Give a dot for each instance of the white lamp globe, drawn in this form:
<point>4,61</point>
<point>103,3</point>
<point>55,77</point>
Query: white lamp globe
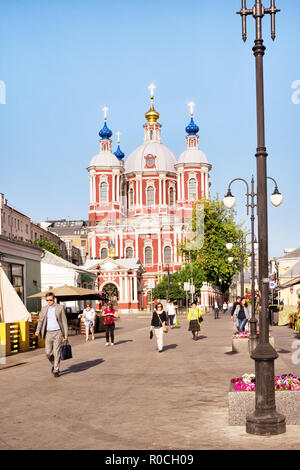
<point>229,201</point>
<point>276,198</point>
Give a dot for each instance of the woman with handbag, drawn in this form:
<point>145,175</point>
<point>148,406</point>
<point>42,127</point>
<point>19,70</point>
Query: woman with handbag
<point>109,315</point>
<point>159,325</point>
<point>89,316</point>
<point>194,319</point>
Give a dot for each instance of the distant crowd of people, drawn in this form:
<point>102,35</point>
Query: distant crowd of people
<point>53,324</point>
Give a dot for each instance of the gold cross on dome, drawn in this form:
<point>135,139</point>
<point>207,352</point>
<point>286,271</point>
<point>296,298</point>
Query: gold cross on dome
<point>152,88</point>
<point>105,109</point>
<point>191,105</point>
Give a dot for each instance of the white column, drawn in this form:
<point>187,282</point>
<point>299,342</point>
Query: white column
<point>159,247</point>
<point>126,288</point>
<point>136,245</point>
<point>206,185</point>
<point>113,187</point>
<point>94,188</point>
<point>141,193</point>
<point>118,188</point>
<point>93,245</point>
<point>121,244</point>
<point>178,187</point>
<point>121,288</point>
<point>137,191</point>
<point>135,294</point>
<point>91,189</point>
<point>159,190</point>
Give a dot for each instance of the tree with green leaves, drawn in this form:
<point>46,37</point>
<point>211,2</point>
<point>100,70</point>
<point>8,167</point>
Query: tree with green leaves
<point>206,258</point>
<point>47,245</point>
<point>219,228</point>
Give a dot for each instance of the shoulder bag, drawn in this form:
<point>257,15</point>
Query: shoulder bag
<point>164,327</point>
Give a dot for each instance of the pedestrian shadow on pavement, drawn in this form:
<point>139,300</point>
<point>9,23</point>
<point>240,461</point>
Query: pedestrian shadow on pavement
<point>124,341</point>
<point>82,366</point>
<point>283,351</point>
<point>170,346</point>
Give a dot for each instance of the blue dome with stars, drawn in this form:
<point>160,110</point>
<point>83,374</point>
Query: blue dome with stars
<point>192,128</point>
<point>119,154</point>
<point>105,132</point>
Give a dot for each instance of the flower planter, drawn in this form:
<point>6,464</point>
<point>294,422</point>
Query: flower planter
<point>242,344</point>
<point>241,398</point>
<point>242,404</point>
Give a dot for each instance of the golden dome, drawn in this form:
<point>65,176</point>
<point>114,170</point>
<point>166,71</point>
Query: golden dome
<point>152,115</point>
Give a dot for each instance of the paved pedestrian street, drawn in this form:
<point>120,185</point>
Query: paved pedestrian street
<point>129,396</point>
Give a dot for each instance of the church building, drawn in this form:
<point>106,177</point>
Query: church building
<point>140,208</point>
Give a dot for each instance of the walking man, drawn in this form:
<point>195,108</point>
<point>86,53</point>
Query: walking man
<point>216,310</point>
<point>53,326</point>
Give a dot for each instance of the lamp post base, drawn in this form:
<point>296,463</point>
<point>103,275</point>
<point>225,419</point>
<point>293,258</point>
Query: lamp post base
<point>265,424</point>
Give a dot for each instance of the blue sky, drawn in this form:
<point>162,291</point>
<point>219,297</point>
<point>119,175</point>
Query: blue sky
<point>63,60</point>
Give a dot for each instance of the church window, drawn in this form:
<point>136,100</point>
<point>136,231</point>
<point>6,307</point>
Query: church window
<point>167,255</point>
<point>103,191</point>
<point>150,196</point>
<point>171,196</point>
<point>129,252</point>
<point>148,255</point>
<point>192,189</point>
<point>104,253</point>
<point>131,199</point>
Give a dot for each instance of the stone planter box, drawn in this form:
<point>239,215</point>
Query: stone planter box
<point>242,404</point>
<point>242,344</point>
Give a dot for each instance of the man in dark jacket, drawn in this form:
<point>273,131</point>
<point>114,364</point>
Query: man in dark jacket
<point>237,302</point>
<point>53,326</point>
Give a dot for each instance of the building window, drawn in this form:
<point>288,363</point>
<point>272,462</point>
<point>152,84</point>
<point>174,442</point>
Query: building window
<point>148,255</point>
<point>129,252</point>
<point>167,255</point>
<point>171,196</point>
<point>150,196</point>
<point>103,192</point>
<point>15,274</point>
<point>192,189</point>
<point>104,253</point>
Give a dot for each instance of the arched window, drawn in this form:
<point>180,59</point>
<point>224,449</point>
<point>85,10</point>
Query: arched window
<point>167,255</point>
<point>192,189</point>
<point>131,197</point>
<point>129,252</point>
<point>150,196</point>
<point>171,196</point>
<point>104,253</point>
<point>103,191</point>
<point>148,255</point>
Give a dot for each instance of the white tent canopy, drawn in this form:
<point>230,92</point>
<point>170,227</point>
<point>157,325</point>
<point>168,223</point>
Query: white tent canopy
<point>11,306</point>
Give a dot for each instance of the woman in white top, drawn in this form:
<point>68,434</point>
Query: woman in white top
-*-
* [PROBLEM]:
Return all of the records above line for line, unchanged, leaving out the pictures.

* [TASK RESULT]:
Give a dot for each instance of the white lamp globe, drawn in this form:
<point>4,61</point>
<point>103,3</point>
<point>55,77</point>
Query: white lamp globe
<point>229,201</point>
<point>276,198</point>
Give a dot for each instance of the woman with handbag, drawn in this form:
<point>145,175</point>
<point>148,406</point>
<point>42,127</point>
<point>19,70</point>
Query: woman with handbag
<point>109,315</point>
<point>159,325</point>
<point>89,316</point>
<point>194,319</point>
Give a dot for each instance of the distant crowd of people, drawn in this form:
<point>102,35</point>
Query: distant crowd of people
<point>53,324</point>
Give a dot for each instance of the gold cross on dome, drawn in this form:
<point>135,139</point>
<point>207,352</point>
<point>286,271</point>
<point>296,298</point>
Query: gold cross on dome
<point>152,88</point>
<point>105,109</point>
<point>191,105</point>
Give a dot for each instance of the white column, drawn in this form:
<point>187,282</point>
<point>299,342</point>
Query: white column
<point>159,247</point>
<point>126,288</point>
<point>136,245</point>
<point>206,185</point>
<point>113,187</point>
<point>94,188</point>
<point>141,193</point>
<point>118,188</point>
<point>93,245</point>
<point>121,244</point>
<point>178,187</point>
<point>121,288</point>
<point>137,191</point>
<point>135,294</point>
<point>91,189</point>
<point>159,190</point>
Give a dot for each instance of the tree with green leaves, drawn in this form:
<point>46,37</point>
<point>211,2</point>
<point>100,70</point>
<point>8,167</point>
Query: tree with green leaves
<point>206,258</point>
<point>47,245</point>
<point>219,228</point>
Give a dot for each instance of the shoulder bag, drawn in this form:
<point>257,15</point>
Query: shoulder bag
<point>164,327</point>
Give a dot for each instance of the pedestrian shadow on pavement, drawn in this form:
<point>139,300</point>
<point>9,23</point>
<point>240,461</point>
Query: pedestrian shadow on pavement
<point>124,341</point>
<point>82,366</point>
<point>283,351</point>
<point>170,346</point>
Give a dot for each instance of the blue dome with stars, drawn in this form:
<point>160,110</point>
<point>83,374</point>
Query: blue dome with stars
<point>192,128</point>
<point>119,154</point>
<point>105,132</point>
Give a dot for each instance of the flower planter, drawn in this form:
<point>6,464</point>
<point>294,422</point>
Query: flower planter
<point>242,344</point>
<point>241,398</point>
<point>242,404</point>
Give a dot for each instance of the golden dome, drawn in this form:
<point>65,176</point>
<point>114,170</point>
<point>166,71</point>
Query: golden dome
<point>152,115</point>
Give a dot for each instance of the paved pedestrian street, drawn in this form:
<point>120,185</point>
Query: paved pedestrian street
<point>129,396</point>
Give a dot for each instance of the church building, drawn in this form:
<point>106,177</point>
Query: church building
<point>140,208</point>
Give a dot for each instance of the walking man, drawn in this form:
<point>195,108</point>
<point>86,53</point>
Query: walking man
<point>216,310</point>
<point>53,326</point>
Give a dot for each instance of the lamp post base, drawn in this form:
<point>296,463</point>
<point>103,275</point>
<point>225,419</point>
<point>293,258</point>
Query: lamp post base
<point>265,424</point>
Give a dot for each instance of the blue sky, drawn in this form:
<point>162,291</point>
<point>219,297</point>
<point>119,175</point>
Query: blue sky
<point>63,60</point>
Give a dot for each instance of the church window, drawn in this form:
<point>136,100</point>
<point>136,231</point>
<point>6,307</point>
Query: church window
<point>167,255</point>
<point>103,191</point>
<point>150,196</point>
<point>171,196</point>
<point>129,252</point>
<point>148,255</point>
<point>192,189</point>
<point>104,253</point>
<point>131,199</point>
Give a dot for each instance of the stone planter box, drawn in this form:
<point>239,215</point>
Query: stone planter box
<point>242,404</point>
<point>242,344</point>
Give a dot for each instance of the man in dark jacket, drawn in this form:
<point>273,131</point>
<point>114,364</point>
Query: man in dark jacket
<point>237,302</point>
<point>53,326</point>
Give a dot for each instance of the building window, drawn in this form:
<point>288,363</point>
<point>272,462</point>
<point>152,84</point>
<point>174,442</point>
Query: building window
<point>148,255</point>
<point>129,252</point>
<point>167,255</point>
<point>171,196</point>
<point>150,196</point>
<point>103,192</point>
<point>15,274</point>
<point>192,189</point>
<point>104,253</point>
Give a dot for each instance of the arched window, drawn in this form:
<point>180,59</point>
<point>224,449</point>
<point>85,10</point>
Query: arched window
<point>167,255</point>
<point>192,189</point>
<point>131,197</point>
<point>129,252</point>
<point>150,196</point>
<point>171,196</point>
<point>104,253</point>
<point>103,191</point>
<point>148,255</point>
Give a dot for each instance of the white tent canopy, drawn in this form:
<point>230,92</point>
<point>170,227</point>
<point>157,325</point>
<point>168,223</point>
Query: white tent canopy
<point>11,306</point>
Give a dot for each instance of the woman in white top, drawn in this form:
<point>68,434</point>
Query: woman in white top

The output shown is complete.